**TEXT EXCERPT**

"""

I have been open and honest on this blog about my son's struggle with ADHD and his schooling.
In the past we have tried dietary changes which included eliminating dairy. But in early November, after speaking with his classroom teacher and RTI teachers, his father and I decided to put him on medication to treat him.
To be honest I thought that this would be a miracle drug. I thought that it would make things so much easier for me because I would no longer have to pay too close attention to what he is eating.
It had been 3 months and things are not as good as I thought they would be. Little Man is super emotional, not sleeping, and and has a new attitude that I am not crazy about.
We have made contracts so that we are both accountable for our behavior. I will admit it ... I yell! When I have had enough of the disrespectful attitude or when I feel like Little Man is not hearing me, I get loud so he will.
We are both frustrated.
Every time I contact his doctor about his continued lack of focus and attention at school and during homework, their only response is to "up" his medication.
I just don't feel like this is the solution!
I am ready to go back to restricting his diet. (The only problem with that is ... His dad will not follow it on the weekends Little Man is with him.)
It all came to a boiling point this week when Little Man said he no longer wanted to go to school. He wants to know what the point is if he cannot get good grades and he has to "flip his card" for bad behavior.
I can see the defeat in his eyes. And it breaks my heart.
I feel like I am standing and watching as the light fades from his eyes.
When he told me he didn't want to go to school anymore, I said that I could homeschool him, thinking he wouldn't like that. But instead of the resounding "no" I thought I would hear. He got a big smile on his face and said that he would love that.
I feel like I am at a crossroads. I want what is best for him and I know that I am his only advocate. If I homeschool him then he will miss Outdoor Ed next year and all his friends. He won't be able to join the schools basketball team like he has in years past.
His father thinks that homeschooling is a crazy idea. My mother thinks that he would miss school and want to go back. I just don't know what to do.
Nothing seems to be the "right" answer.
I am willing to do anything. I love my Little Man and I want to see the light in his eyes again.

"""

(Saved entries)
"""

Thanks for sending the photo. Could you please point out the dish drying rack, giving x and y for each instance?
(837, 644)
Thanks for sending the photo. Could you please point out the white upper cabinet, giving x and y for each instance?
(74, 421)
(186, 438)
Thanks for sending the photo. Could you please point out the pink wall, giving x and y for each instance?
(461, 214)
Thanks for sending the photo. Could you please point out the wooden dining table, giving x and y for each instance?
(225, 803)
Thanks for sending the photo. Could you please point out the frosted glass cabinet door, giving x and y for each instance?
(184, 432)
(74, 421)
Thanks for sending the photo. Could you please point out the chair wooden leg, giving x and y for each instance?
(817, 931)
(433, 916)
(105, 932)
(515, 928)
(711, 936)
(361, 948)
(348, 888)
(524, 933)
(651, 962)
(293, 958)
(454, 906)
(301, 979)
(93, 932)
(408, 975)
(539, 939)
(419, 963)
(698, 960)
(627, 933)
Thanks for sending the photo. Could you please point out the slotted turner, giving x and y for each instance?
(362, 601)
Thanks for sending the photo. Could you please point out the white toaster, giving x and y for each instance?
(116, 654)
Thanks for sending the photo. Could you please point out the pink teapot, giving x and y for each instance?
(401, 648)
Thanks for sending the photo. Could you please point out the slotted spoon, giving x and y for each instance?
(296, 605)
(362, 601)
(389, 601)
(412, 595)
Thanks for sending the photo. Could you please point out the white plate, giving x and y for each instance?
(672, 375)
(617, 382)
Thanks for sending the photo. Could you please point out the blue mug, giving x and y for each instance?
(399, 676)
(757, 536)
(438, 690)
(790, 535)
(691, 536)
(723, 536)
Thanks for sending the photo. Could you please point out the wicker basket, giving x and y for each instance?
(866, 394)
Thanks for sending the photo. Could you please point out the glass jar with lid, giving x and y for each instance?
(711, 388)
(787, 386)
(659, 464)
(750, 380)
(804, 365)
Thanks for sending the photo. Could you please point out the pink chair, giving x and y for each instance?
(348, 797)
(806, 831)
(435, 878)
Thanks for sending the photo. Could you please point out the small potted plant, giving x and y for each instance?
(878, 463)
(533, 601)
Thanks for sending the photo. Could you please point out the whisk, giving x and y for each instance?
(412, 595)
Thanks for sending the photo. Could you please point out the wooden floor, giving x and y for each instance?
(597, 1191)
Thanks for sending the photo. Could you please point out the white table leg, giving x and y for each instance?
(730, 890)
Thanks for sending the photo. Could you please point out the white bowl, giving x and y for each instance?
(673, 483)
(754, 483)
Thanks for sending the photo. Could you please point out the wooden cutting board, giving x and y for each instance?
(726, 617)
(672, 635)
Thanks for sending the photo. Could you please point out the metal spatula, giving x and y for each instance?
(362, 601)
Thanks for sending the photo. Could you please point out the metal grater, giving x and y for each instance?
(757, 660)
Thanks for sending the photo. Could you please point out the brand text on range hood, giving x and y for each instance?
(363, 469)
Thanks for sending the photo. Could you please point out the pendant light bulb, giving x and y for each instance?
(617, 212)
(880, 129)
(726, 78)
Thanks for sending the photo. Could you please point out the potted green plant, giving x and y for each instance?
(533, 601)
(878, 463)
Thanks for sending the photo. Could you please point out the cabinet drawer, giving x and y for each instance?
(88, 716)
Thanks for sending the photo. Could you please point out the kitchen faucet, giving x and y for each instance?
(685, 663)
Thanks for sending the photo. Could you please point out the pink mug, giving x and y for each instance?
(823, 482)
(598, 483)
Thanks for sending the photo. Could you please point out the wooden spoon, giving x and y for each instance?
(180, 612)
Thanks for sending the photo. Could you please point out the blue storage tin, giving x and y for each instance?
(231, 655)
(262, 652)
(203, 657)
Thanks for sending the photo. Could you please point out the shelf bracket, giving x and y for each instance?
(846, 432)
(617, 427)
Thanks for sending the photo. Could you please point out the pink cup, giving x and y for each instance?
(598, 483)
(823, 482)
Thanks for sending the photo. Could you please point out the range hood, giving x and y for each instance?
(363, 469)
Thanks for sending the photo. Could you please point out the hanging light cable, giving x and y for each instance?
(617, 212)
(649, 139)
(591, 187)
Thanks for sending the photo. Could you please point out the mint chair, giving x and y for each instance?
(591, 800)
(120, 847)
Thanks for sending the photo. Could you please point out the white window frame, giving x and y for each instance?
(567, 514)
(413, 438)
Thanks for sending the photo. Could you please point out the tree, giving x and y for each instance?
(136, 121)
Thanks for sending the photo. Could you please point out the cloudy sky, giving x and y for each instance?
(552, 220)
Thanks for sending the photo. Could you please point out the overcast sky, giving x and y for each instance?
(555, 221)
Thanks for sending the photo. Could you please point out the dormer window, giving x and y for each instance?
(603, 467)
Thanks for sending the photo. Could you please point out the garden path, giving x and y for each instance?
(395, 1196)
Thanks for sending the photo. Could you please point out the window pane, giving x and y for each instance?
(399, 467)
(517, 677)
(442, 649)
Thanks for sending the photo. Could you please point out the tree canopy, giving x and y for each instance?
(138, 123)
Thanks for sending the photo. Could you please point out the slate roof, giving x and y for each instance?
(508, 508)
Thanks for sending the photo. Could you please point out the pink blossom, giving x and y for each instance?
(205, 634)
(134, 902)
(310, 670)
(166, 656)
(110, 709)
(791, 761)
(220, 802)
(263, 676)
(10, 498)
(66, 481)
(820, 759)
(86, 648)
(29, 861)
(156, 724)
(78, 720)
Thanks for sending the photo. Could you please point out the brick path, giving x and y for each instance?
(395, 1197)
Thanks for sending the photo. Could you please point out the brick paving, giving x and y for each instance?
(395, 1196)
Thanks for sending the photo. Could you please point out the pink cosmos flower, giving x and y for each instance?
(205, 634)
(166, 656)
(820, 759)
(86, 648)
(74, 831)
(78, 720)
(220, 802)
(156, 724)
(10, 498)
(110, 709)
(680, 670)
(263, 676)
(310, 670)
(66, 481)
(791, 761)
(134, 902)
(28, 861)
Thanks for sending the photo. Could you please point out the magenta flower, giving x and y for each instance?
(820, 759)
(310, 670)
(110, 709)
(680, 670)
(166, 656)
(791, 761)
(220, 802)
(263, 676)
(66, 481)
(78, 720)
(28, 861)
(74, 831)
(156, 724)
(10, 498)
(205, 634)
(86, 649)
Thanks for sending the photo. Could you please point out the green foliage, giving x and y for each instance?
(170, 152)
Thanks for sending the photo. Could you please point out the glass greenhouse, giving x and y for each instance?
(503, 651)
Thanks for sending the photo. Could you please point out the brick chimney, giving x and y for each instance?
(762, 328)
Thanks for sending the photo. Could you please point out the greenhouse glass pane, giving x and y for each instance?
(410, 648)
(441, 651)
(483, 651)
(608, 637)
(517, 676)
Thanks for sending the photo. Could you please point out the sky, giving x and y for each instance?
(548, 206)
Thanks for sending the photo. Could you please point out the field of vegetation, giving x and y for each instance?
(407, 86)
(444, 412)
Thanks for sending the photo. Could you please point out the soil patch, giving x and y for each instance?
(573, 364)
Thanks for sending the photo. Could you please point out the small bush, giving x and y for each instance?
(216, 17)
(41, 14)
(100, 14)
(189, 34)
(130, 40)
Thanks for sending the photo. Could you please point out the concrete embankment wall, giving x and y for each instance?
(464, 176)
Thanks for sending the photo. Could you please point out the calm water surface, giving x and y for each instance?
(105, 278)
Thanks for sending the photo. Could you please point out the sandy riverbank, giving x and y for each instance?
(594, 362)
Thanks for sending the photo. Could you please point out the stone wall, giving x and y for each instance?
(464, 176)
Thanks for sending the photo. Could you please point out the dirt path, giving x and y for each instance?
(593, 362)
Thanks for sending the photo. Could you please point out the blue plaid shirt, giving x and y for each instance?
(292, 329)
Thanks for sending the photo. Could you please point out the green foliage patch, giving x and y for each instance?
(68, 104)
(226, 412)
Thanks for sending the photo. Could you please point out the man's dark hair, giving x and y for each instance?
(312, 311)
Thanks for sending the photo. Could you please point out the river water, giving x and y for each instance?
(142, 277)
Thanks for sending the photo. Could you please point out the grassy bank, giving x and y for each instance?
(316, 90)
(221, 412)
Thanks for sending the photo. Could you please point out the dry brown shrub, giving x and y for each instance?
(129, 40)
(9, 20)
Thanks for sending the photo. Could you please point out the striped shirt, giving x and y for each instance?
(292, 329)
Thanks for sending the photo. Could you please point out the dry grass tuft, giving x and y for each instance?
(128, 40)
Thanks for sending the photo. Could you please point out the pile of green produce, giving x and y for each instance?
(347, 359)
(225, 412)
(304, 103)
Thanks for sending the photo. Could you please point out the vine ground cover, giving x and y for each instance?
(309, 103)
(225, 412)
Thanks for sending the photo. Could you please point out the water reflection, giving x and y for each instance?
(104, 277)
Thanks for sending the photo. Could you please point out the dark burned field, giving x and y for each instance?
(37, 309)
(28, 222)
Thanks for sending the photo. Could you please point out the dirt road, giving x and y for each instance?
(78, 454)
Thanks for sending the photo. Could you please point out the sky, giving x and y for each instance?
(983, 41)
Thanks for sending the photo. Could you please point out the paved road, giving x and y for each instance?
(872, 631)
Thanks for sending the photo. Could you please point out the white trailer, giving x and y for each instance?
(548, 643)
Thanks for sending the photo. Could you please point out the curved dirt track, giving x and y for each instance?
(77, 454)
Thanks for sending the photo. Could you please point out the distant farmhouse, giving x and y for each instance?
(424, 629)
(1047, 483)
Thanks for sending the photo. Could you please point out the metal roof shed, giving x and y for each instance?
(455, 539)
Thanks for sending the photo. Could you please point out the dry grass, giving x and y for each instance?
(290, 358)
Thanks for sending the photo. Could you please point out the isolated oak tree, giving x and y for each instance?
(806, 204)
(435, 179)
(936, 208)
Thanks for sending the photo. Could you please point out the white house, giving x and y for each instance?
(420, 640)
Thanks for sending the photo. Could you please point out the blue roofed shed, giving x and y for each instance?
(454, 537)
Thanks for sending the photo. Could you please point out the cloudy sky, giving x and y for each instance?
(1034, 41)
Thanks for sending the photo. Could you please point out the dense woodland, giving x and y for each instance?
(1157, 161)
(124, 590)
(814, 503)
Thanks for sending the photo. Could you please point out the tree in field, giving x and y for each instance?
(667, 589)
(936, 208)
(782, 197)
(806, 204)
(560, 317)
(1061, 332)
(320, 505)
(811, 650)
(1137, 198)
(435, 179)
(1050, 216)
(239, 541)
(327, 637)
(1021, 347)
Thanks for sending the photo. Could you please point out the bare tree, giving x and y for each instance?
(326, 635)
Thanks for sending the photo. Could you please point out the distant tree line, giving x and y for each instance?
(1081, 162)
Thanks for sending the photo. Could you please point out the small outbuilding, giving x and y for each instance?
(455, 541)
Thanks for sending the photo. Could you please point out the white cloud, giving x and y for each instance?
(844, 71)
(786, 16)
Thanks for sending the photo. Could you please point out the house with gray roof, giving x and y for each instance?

"""

**TASK BRIEF**
Give the passage of the post about a son's ADHD that opens with the words containing "Every time I" and closes with "breaks my heart." again, changing "medication" to "prescription".

**FINISHED TASK**
Every time I contact his doctor about his continued lack of focus and attention at school and during homework, their only response is to "up" his prescription.
I just don't feel like this is the solution!
I am ready to go back to restricting his diet. (The only problem with that is ... His dad will not follow it on the weekends Little Man is with him.)
It all came to a boiling point this week when Little Man said he no longer wanted to go to school. He wants to know what the point is if he cannot get good grades and he has to "flip his card" for bad behavior.
I can see the defeat in his eyes. And it breaks my heart.